----- Excerpt to read -----

Unrelated business income: One of the significant limitations on a charitable lead trust is that the trust (that is, a non-grantor lead trust) cannot take an income tax charitable deduction for unrelated business income (UBI) that it distributes to charity. See.
This problem can arise, for example, if a lead trust is funded with a parking lot—the income from which is UBI.
Commutation of the payout: Sometimes an individual who creates a lead trust wants to be able to “pay off” the charitable interest “early” by having the trust distribute to the charitable recipient in a lump sum an amount equal to the present value of the charitable interest over the balance of the trust term.
The IRS, however, takes the position that such a commutation of the charitable interest may not be carried out and that a commutation provision may not be included in a lead trust agreement, unless the commuted payout is equal to the total amount remaining to be paid to charity not discounted for time value.

----- Excerpted records -----

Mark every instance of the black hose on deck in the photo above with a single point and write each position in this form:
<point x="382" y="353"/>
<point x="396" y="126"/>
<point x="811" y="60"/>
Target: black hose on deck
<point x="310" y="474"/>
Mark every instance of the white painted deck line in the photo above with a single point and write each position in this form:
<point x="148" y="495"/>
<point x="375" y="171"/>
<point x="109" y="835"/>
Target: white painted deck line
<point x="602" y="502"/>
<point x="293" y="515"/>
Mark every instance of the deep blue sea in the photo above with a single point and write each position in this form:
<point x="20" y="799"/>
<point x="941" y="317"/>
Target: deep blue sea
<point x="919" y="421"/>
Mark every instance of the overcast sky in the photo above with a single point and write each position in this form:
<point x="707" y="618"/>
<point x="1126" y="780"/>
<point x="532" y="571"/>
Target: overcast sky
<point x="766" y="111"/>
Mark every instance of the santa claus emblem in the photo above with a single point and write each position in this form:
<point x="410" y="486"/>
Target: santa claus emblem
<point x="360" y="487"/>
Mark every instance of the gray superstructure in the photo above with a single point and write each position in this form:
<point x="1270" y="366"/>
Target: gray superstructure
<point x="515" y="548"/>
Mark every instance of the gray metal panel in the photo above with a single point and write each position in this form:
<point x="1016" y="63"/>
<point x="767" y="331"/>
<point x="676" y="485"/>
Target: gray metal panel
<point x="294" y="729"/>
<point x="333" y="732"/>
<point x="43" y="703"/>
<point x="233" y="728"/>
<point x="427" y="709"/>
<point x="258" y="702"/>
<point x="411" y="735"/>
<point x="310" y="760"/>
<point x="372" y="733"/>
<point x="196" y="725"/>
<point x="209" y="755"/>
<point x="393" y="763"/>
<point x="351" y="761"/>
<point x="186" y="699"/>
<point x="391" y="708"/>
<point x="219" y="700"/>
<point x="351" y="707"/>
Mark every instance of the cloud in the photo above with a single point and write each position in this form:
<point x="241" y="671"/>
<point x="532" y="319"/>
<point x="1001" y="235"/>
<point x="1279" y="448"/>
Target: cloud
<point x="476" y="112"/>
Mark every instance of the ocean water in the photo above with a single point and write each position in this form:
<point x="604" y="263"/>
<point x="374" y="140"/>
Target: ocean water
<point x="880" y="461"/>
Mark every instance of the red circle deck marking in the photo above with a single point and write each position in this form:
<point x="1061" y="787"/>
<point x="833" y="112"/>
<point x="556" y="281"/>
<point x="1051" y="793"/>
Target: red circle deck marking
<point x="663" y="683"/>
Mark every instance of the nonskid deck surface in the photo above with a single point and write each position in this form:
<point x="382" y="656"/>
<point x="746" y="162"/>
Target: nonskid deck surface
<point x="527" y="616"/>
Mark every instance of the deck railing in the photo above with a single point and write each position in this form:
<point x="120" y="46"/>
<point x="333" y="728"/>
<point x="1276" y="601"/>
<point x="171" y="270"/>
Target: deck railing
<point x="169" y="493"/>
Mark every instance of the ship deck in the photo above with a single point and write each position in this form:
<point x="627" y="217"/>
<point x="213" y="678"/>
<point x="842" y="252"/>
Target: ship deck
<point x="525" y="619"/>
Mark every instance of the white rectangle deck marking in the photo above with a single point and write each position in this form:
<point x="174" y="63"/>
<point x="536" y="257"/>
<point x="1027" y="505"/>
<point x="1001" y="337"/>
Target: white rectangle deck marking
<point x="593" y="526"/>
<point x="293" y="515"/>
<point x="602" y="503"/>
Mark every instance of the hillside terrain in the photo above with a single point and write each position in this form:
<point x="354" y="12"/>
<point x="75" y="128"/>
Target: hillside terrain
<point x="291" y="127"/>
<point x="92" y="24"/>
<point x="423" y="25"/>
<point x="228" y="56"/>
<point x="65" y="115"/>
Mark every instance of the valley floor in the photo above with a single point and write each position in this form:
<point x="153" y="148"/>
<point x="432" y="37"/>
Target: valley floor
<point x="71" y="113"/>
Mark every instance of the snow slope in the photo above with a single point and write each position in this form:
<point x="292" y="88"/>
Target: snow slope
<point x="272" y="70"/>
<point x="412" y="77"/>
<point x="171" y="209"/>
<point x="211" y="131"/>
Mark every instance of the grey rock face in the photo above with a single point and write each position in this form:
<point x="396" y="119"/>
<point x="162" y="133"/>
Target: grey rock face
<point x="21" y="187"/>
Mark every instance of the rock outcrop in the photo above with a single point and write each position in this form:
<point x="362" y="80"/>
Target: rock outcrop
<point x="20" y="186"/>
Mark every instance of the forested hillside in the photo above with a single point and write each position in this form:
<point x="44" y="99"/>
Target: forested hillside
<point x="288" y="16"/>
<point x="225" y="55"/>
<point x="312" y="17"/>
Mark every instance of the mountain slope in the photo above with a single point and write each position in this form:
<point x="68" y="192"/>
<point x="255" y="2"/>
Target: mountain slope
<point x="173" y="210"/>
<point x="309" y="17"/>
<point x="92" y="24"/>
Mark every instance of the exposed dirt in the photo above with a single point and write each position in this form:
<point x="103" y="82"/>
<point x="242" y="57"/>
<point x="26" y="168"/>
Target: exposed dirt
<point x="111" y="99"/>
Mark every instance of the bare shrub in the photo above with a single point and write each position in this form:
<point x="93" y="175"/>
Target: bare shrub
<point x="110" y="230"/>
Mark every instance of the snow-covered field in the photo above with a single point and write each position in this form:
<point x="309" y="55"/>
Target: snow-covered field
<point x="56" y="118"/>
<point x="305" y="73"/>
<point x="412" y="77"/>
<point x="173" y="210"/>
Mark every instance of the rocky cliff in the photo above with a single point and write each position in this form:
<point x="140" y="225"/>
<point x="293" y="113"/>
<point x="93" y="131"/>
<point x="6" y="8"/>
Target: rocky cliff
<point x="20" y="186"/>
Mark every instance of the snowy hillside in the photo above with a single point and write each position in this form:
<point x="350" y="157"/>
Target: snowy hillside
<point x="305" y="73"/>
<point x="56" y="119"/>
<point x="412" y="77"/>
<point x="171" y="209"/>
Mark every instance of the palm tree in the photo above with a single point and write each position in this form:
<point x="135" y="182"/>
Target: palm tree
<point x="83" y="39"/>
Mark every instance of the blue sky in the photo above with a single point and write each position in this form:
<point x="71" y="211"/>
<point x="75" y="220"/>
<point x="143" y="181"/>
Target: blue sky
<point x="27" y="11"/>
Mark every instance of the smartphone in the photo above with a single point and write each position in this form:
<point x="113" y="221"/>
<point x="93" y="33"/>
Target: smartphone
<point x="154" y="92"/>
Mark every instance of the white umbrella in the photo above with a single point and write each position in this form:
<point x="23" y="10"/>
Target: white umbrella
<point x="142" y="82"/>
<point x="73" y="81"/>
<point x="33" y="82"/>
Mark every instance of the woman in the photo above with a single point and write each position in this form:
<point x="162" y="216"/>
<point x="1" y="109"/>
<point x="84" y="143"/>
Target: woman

-----

-- Do this --
Reproduce everything in the passage on charitable lead trusts from "This problem can" down to "the trust term.", without any changes.

-- Task output --
This problem can arise, for example, if a lead trust is funded with a parking lot—the income from which is UBI.
Commutation of the payout: Sometimes an individual who creates a lead trust wants to be able to “pay off” the charitable interest “early” by having the trust distribute to the charitable recipient in a lump sum an amount equal to the present value of the charitable interest over the balance of the trust term.